Short task 1:
In the coaxial connector interface device description, list every gender pairing named for traditional 50 ohm connectors.
Short task 2:
Extend the variable impedance coaxial connector interface device description, picking up right after its final sentence.

VARIABLE IMPEDANCE COAXIAL CONNECTOR INTERFACE DEVICE
A variable impedance interface device for connecting a coaxial connector to an external component is disclosed. The interface device has a housing having a first end adapted to receive a coaxial connector and a second end having an interface where the housing is attachable to an external component, such as a printed circuit board. A cavity within the housing is defined by an inner surface and has a cavity first end and a cavity second end. The inner surface tapers between the cavity first end and the cavity second end. A mating position in the cavity has a certain dimension due to the taper of the inner surface. The mating position defines a location at which a coaxial connector received by the housing positions. An impedance of the housing is based on the mating position and may be varied due to the impedance of the interface such that signal degradation at the interface is reduced.
1. Field of the Disclosure
The technology of the disclosure relates generally to coaxial connectors, and particularly to a coaxial connector interface device that provides an interface connection between a component and a coaxial connector and has variable impedance characteristics to accommodate the difference between the impedance of the connector and the impedance of the component to reduce signal degradation
2. Technical Background
RF Connectors play a very important part in the power transfer efficiency in any electrical system. RF connectors are the link between the electrical signal generators, signal transmission lines and electrical loads. All the electrical sources, signal transmission lines and electrical loads, including the RF connectors, are designed to have fixed impedance such as 50 ohms to eliminate or at least minimize the reflection losses due to impedance change or discontinuity. Traditional 50 ohm connectors, male-male, male-female and female-female, are 50 ohms at their interface and very close to 50 ohms throughout their length.
It is possible to maintain a 50 ohm at a single discrete cross-section within a RF connector, but it is more challenging to maintain a 50 ohm impedance throughout the length of the RF connector. This is especially true for complex RF connectors, such as push-on type connectors, which have entirely different connector locking technology compared to the traditional screw type locking technology. Also, a challenge in the connector design is to maintain a 50 ohm impedance in the right angled connectors, especially at higher frequency ranges, greater than 20 GHz. The impedance discontinuity challenge also is prevalent outside a single connector body and in the interface regions of a male-female interface and also the interface between a male coaxial connector and a printed circuit board (PCB). While the impedance discontinuity in the push-on male-female interface arises due to a potential loose connection between male and female, even in a full-detent type interface, the discontinuity in the male coaxial connector to external PCB arises due to the imperfection in and the bandwidth of the coaxial to PCB signal line (such as coplanar waveguide (CPW), Grounded CPW, Microstrip etc.) transition design.
SUMMARYEmbodiments disclosed herein include a variable impedance interface device for connecting a coaxial connector to an external component. The interface device has a housing with a first end adapted to receive a coaxial connector and a second end having an interface where the housing is attachable to an external component. A cavity in the housing is defined by an inner surface which extends from the first end to the second end. The housing has an opening for receiving a coaxial connector into the cavity. A cavity first end has a first diameter a cavity second end has a second diameter. The inner surface tapers radially inwardly between the cavity first end and the cavity second end. A center conductor extends into the housing from the second end toward the first end and into the cavity. The center conductor is electrically insulated from the housing by a dielectric. A mating position in the cavity has a certain dimension due to the taper of the inner surface. The mating position defines a location at which the coaxial connector received by the housing positions. An impedance of the housing is based on the mating position and may be varied due to the impedance of the interface such that signal degradation at the interface is reduced.

Source data:
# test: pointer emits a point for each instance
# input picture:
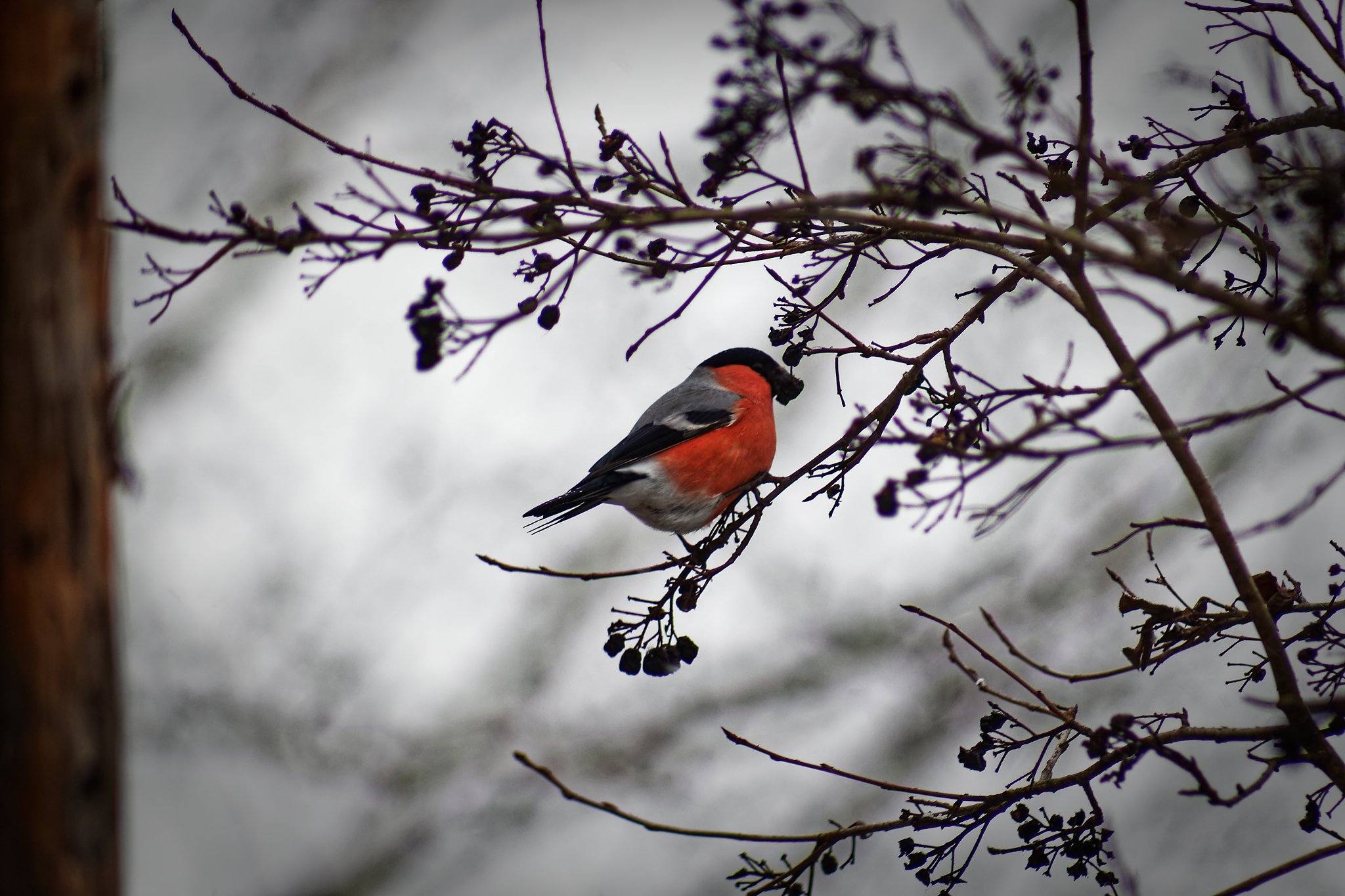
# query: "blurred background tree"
(60, 729)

Exercise answer 1:
male-male, male-female, female-female

Exercise answer 2:
The impedance of the housing varies based on one or more of the location of the mating position, the dimension of the mating position, the dimension may be a diameter, the diameter of the center conductor, the diameter of the dielectric, and the material composing the dielectric. The dielectric may be composed of one or more of air, teflon, torlon or glass. There may be a plurality of mating positions with the housing having different impedances at each of the plurality of mating positions. The mating position may have a structural feature. The structural feature may be at least one groove extending radially outwardly from the inner surface of the cavity. The housing may have a first groove and a second groove with the housing having a first impedances at the first groove and a second impedance at the second groove.
In another embodiment, a variable impedance connector interface assembly is disclosed. An interface device having a shroud with an outer surface, a front end, an opening extending into the shroud from the front end and having a central conductor extending from a back end of the opening towards the front end, the opening having an inner surface with a first groove having a first diameter and a second groove having a second diameter, the first groove disposed between the second groove and the front end and the central conductor extending beyond the first groove, and a female connector with an outer surface, a front end, and an opening to frictionally receive the central conductor of the shroud, the front end having a radially outward extending projection to engage the first and second grooves in the opening of the shroud.
In some embodiments, the connector has a first impedance at the first groove and a second impedance at the second groove, the first impedance being larger than the second impedance.
In other embodiments, the connector has a first impedance at the first groove and a second impedance at the second groove, the first impedance being smaller than the second impedance.
In some embodiments, the female connector has a second radially outward extending projection to engage the internal surface of the opening in the shroud.
Additional features and advantages will be set forth in the detailed description which follows, and in part will be readily apparent to those skilled in the art from that description or recognized by practicing the embodiments as described herein, including the detailed description, which follows, the claims, as well as the appended drawings.
It is to be understood that both the foregoing general description and the following detailed description are intended to provide an overview or framework for understanding the nature and character of disclosure. The accompanying drawings are included to provide a further understanding and are incorporated into and constitute a part of this specification. The drawings illustrate various embodiments and, together with the description, serve to explain the principles and operations of the concepts disclosed.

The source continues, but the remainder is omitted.